# PROVIDED RECORDS start

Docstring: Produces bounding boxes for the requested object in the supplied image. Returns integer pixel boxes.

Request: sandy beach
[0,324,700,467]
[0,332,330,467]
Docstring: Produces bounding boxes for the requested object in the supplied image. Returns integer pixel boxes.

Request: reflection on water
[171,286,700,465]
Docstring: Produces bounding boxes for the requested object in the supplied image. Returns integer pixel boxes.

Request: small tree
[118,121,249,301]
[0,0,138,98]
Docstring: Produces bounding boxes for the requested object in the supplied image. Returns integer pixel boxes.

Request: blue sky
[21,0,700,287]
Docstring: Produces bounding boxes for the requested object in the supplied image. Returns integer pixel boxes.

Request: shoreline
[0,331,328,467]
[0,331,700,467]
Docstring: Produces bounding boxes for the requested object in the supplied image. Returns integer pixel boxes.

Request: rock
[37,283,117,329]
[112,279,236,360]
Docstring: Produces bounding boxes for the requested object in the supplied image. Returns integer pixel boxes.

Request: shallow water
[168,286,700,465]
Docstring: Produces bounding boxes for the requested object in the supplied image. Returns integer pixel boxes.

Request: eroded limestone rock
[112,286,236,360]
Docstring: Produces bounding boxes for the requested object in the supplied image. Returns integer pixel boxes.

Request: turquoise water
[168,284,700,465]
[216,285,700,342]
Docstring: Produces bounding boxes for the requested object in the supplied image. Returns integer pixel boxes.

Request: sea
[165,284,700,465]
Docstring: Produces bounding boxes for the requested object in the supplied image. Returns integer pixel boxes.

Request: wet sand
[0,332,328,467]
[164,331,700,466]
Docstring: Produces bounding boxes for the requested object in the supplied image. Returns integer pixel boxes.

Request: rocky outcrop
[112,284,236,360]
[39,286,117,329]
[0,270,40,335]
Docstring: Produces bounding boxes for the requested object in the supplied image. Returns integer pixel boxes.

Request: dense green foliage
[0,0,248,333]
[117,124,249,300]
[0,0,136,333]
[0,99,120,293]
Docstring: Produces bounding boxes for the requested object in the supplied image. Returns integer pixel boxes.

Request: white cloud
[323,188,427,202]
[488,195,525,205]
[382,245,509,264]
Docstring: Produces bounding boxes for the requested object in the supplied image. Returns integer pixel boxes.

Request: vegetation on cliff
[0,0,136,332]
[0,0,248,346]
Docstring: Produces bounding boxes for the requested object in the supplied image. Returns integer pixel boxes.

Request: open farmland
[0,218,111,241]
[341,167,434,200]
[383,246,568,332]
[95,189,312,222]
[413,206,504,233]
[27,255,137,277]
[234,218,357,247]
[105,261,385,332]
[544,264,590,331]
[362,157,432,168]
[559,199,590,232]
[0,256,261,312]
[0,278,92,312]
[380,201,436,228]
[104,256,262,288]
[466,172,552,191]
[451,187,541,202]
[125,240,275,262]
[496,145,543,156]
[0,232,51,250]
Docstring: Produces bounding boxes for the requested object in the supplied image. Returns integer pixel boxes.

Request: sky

# PROVIDED RECORDS end

[SHORT EXERCISE]:
Reproduce every one of the records above verbatim, preserving each character and line break without alteration.

[EXERCISE OUTPUT]:
Docstring: Produces bounding boxes for the requested object in the supplied image. Returns integer pixel boxes.

Request: sandy beach
[0,324,700,467]
[0,332,330,467]
Docstring: Produces bounding boxes for the requested object in the supplied image. Returns integer pixel boxes.

Request: reflection on water
[171,286,700,465]
Docstring: Produces bounding boxes for the requested object in the supplied image. Returns integer pixel boxes.

Request: small tree
[118,121,249,301]
[0,0,138,98]
Docstring: Produces bounding boxes for the requested object in the supplied image. Returns integer pixel boxes.

Request: blue sky
[21,0,700,287]
Docstring: Produces bounding boxes for the requested object in the supplied image. Returns integer pixel boxes.

Request: shoreline
[0,331,328,467]
[0,331,700,467]
Docstring: Produces bounding boxes for the requested object in the supplied image. Returns integer pixel boxes.

Request: rock
[37,283,117,329]
[112,279,236,360]
Docstring: Produces bounding boxes for the requested object in the supplied image. Returns integer pixel boxes.

Request: shallow water
[168,286,700,465]
Docstring: Produces bounding boxes for the requested object in the supplied image. Returns integer pixel boxes.

Request: eroded limestone rock
[112,286,236,360]
Docstring: Produces bounding boxes for the requested object in the supplied image. Returns integer pixel boxes.

Request: turquoise water
[168,284,700,465]
[216,285,700,342]
Docstring: Produces bounding boxes for the requested object in the supplied image. Returns integer pixel boxes.

Request: sea
[165,284,700,465]
Docstring: Produces bounding boxes for the requested object in the supplied image. Returns integer pixel boxes.

Request: wet sand
[0,332,328,467]
[164,331,700,466]
Docstring: Produces bounding boxes for the requested object in the supplied image. Returns integer pixel boxes.

Request: rocky outcrop
[112,284,236,360]
[39,286,117,329]
[0,270,40,335]
Docstring: Produces bounding boxes for the requested object in the supplied image. Returns integer pixel boxes.

Request: dense green foliage
[0,0,248,333]
[117,124,249,300]
[0,0,136,333]
[0,99,120,293]
Docstring: Produces bounding boxes for the requested object in the supplied image. Returns integer pixel boxes.

Request: white cloud
[323,188,427,202]
[488,195,525,205]
[382,245,509,264]
Docstring: Produces bounding boxes for the requested object in the supplied image. Returns integer pixel boxes.

Request: vegetation on cliff
[0,0,136,332]
[0,0,248,346]
Docstring: Produces bounding boxes for the requested object in the supplied image. Returns integer pixel boxes.

Request: open farmland
[0,218,111,241]
[341,167,434,200]
[383,246,568,332]
[95,189,312,222]
[413,206,504,233]
[27,255,137,277]
[234,218,357,247]
[105,261,385,332]
[544,264,590,331]
[362,157,432,168]
[559,199,590,232]
[0,256,261,312]
[0,278,92,312]
[380,201,436,228]
[104,256,262,288]
[466,172,552,191]
[451,187,541,202]
[125,240,275,262]
[496,145,543,156]
[0,232,51,250]
Docstring: Produces bounding boxes for the requested object in the supplied image. Returns integer pixel boxes.

Request: sky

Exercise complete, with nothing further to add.